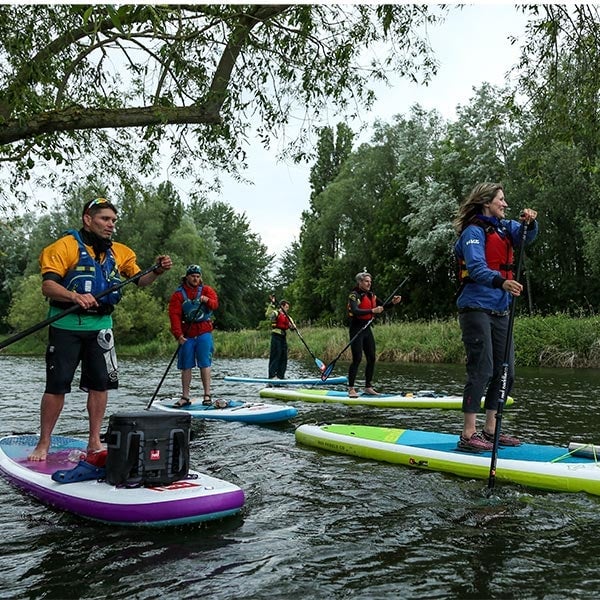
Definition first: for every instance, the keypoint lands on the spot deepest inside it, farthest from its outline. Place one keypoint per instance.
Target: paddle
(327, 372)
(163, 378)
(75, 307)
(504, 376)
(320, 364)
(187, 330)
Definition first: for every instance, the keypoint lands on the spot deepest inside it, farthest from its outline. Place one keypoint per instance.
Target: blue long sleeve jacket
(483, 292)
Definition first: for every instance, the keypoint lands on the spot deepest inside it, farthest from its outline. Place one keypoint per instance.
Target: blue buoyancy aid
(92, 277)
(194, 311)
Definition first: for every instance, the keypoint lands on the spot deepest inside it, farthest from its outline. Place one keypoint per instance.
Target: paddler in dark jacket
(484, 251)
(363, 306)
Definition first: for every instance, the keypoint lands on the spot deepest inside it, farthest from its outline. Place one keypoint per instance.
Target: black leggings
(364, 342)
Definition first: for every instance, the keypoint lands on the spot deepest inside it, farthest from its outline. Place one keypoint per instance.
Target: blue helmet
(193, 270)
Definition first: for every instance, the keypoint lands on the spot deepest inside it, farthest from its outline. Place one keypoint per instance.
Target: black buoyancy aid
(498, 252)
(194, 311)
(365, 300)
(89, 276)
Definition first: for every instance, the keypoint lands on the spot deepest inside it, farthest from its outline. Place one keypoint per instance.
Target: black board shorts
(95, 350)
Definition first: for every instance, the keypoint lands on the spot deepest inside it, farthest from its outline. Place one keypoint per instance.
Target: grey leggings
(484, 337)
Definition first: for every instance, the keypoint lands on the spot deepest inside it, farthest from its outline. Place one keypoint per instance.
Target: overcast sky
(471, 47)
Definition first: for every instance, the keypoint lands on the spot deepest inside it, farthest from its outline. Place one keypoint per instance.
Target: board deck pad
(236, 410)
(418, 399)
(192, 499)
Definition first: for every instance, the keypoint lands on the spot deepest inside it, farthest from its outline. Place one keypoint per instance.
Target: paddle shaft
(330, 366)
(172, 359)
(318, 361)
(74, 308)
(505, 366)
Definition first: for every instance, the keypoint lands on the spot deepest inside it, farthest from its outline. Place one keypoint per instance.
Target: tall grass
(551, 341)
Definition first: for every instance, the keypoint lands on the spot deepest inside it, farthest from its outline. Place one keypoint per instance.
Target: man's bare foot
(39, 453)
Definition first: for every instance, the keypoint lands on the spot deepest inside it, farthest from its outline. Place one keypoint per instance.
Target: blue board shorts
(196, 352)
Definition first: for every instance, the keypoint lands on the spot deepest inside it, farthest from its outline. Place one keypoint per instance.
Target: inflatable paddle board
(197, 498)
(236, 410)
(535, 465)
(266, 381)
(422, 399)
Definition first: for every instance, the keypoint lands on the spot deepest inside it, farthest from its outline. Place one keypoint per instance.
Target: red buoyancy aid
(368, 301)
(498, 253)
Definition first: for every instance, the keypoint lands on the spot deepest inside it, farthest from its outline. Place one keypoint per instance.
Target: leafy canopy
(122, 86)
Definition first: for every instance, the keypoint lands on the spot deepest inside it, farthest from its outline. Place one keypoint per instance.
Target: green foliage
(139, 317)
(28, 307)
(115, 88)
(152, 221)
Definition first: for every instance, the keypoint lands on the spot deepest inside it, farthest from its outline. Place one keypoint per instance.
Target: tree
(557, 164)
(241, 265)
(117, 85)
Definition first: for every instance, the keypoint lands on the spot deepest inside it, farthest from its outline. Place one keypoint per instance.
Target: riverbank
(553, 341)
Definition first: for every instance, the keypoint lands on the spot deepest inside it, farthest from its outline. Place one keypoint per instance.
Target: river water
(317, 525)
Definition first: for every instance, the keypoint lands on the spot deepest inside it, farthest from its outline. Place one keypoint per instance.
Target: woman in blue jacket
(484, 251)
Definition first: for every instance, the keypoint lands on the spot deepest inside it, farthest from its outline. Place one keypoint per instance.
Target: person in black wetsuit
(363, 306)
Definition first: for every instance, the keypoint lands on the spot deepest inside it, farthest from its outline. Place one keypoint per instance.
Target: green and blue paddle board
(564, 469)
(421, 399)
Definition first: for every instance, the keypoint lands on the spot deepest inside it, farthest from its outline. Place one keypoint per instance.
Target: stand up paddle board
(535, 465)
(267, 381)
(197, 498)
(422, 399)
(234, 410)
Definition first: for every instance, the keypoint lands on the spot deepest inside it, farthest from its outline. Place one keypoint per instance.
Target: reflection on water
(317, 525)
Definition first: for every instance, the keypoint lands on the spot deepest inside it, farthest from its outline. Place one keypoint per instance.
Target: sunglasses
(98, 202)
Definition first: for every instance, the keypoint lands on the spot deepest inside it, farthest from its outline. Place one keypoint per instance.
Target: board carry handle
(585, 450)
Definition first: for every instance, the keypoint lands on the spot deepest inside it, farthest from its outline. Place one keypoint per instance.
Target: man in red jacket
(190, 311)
- - -
- _DESCRIPTION OF THE TASK_: Return the listing above in full and without alteration, excluding its pictures.

- _THE REPLY_:
Definition first: for every instance, the keypoint lands on the spot deepest inside it, farthest from its outline. Place one keypoint per instance.
Target: paddle
(327, 372)
(163, 378)
(75, 307)
(504, 376)
(320, 364)
(187, 330)
Definition first: for every instance, the keypoint lands on the spot deepest inside it, farthest from its outline. Place one keypoint per instance.
Target: blue long sleeve jacket
(483, 292)
Definition first: for every instance, the keypoint lands on the spot deepest inside it, farthest from its outline. Place one keypoint per instance.
Target: blue buoyancy aid
(92, 277)
(194, 311)
Definition first: for every instance, the keypoint lands on the spot deepest inside it, farthest from its outline. Place one keypoint per instance.
Target: paddler in dark jacket
(484, 251)
(363, 306)
Definition first: for every instance, the keypoint lands on the spot deepest inside it, farthest from its outline. Place one keypoint per instance.
Target: black leggings
(364, 342)
Definition first: for every instance, the keypoint lands on the spot deepest inside it, farthest from its outline. Place one keypoint per instance.
Target: blue helmet
(193, 270)
Definition first: for every instance, the keypoint lands on the spot deepest inside it, farthest from its outline. Place one keypoint per instance.
Target: black buoyancy aid
(498, 252)
(194, 311)
(365, 300)
(89, 276)
Definition first: for every instance, the keypoint lands on the spot deepest inside it, farthest from its outline. Place one keypoint per instance.
Target: black board shorts
(95, 350)
Definition first: for every instance, the keypoint lands on the spot deepest inside it, farthest from its outline. Place one keypoint per instance.
Target: grey leggings
(484, 337)
Definition first: for every instance, the keypoint lands on the spot deepest inside it, farthest from its outline. Place one keypoint per instance.
Target: overcast sky
(471, 47)
Definition first: for every instance, the keypoint lands on the spot deepest inside it, farthest from its outline. Place one keypoint per instance.
Target: board deck pad
(236, 410)
(418, 399)
(192, 499)
Definition first: for every instance, the keypoint lands on the spot deepest inside it, farthest from its outline. Place one keypoint per instance.
Target: paddle shaft
(330, 366)
(172, 359)
(318, 361)
(74, 308)
(505, 366)
Definition first: for every instance, the keypoint lands on the spot deepest inside it, farthest from its outline. Place one keypoint per instance.
Target: tall grass
(551, 341)
Definition first: for every instance, the keypoint lands on the spot deepest inside it, farthest from its outline. Place one keypoint per instance.
Target: man's bare foot
(39, 453)
Definition first: for every instance, the keypoint lands on the spot deepest inside it, farthest from its outline. Place one keypoint per instance.
Target: blue board shorts
(196, 352)
Definition first: for every instance, the keypoint lands on the spot deepest inside it, farthest from its outline. Place one keypoint per instance.
Target: inflatable paddle board
(197, 498)
(236, 410)
(535, 465)
(266, 381)
(422, 399)
Definition first: for every instance, the keypoint lands on the spot deepest inside it, farthest from its outline. Place one keypoint per instance.
Target: red buoyancy aid
(368, 301)
(498, 253)
Definition first: for every instance, the keypoint lands on the spot deepest inside it, farthest from its outline. Place one keypoint per instance.
Target: leafy canopy
(122, 86)
Definition first: for every instance, the keypoint lands on the spot deepest inside it, farthest from its outline. Place one keypoint per instance.
Target: green foliage
(139, 317)
(28, 307)
(115, 88)
(152, 221)
Definition first: for every instance, the keypoint lands on the spot deepest inside it, farthest from its outline. Place one keypoint per instance.
Target: tree
(557, 164)
(241, 265)
(117, 85)
Definition first: for every instance, the keypoint lands on the spot deepest inside it, farthest from its outline. Place one keypoint per instance.
Target: riverbank
(553, 341)
Definition first: for every instance, the keypoint lands on the spot deepest inside it, farthest from its outline. Place one keypoint per instance.
Target: river water
(317, 525)
Definition first: for every instance, the keypoint lands on the spot deepest inside it, farthest from its outline. Place one keypoint per instance.
Target: woman in blue jacket
(484, 251)
Definition first: for every instance, the keypoint lands on the spot deepest inside it, farthest from its outline. Place one keypoint per instance.
Target: person in black wetsuit
(363, 306)
Definition first: for every instance, the keypoint lands on the spot deepest inside it, farthest from its outline. Place one keypoint per instance.
Target: green and blue paddle board
(564, 469)
(421, 399)
Definition first: for every instance, the keypoint lands on the spot deepest inside it, farthest from its outline. Place one keypoint per instance.
Target: stand up paddle board
(535, 465)
(267, 381)
(197, 498)
(422, 399)
(234, 410)
Definition first: for every instance, the keypoint lands on the spot deepest inside it, farthest from its outline. Place one keypoint per instance.
Target: reflection on water
(317, 525)
Definition first: for every instance, the keypoint lands on the spot deepest inside it, farthest from its outline. Place one keypoint per instance.
Target: sunglasses
(98, 202)
Definition first: for every instance, the keypoint lands on the spot deepest inside it, farthest from its outline. Place one keypoint per instance.
Target: board carry handle
(585, 450)
Definition first: for every instance, the keypoint lands on the spot deepest inside it, farthest from its outline. Place one keypoint per instance.
Target: man in red jacket
(190, 311)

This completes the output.